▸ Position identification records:
■ ■ ■ ■ ■

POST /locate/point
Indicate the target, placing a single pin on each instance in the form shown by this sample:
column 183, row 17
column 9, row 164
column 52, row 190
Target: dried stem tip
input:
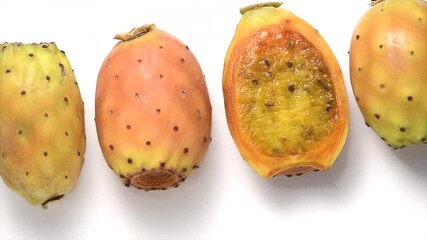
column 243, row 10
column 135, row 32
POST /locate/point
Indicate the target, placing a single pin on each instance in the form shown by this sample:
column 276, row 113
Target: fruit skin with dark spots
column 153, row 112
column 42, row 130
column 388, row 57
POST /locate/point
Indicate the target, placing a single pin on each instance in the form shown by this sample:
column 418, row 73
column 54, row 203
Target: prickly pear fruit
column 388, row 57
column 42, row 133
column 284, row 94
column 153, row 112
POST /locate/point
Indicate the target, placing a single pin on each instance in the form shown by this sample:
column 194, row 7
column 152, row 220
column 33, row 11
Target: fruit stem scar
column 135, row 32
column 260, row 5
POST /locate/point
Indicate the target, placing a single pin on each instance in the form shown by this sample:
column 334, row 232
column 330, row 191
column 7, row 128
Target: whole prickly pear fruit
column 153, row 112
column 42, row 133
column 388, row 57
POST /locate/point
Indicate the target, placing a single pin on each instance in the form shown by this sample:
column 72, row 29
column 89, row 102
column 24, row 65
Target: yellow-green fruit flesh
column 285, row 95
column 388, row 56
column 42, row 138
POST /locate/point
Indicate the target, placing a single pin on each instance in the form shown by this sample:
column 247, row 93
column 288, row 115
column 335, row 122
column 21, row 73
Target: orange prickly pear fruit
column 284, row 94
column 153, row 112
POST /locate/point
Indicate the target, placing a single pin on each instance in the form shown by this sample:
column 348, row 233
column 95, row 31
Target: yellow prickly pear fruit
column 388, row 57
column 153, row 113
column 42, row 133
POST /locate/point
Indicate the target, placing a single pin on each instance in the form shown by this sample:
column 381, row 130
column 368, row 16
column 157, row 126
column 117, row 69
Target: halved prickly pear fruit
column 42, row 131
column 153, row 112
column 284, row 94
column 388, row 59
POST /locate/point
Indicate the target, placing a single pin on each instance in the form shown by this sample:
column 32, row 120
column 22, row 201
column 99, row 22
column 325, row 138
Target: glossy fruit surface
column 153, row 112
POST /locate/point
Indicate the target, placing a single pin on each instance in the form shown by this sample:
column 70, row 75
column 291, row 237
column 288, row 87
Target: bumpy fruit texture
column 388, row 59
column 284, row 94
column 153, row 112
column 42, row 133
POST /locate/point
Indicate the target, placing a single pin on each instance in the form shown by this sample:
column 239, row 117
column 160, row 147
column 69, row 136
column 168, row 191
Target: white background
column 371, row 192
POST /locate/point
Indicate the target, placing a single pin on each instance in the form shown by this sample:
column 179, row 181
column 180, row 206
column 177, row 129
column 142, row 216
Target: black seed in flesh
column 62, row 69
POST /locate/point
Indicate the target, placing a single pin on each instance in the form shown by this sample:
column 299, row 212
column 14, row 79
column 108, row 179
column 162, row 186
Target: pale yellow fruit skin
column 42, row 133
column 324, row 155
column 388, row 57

■ ■ ■ ■ ■

▸ WHAT THE EXERCISE ASKS: Pick out every line in the listing above that contains the word "skin", and copy each one. Case counts.

▸ TASK OUTPUT:
Target: fruit skin with dark spots
Target: pale yellow fruit skin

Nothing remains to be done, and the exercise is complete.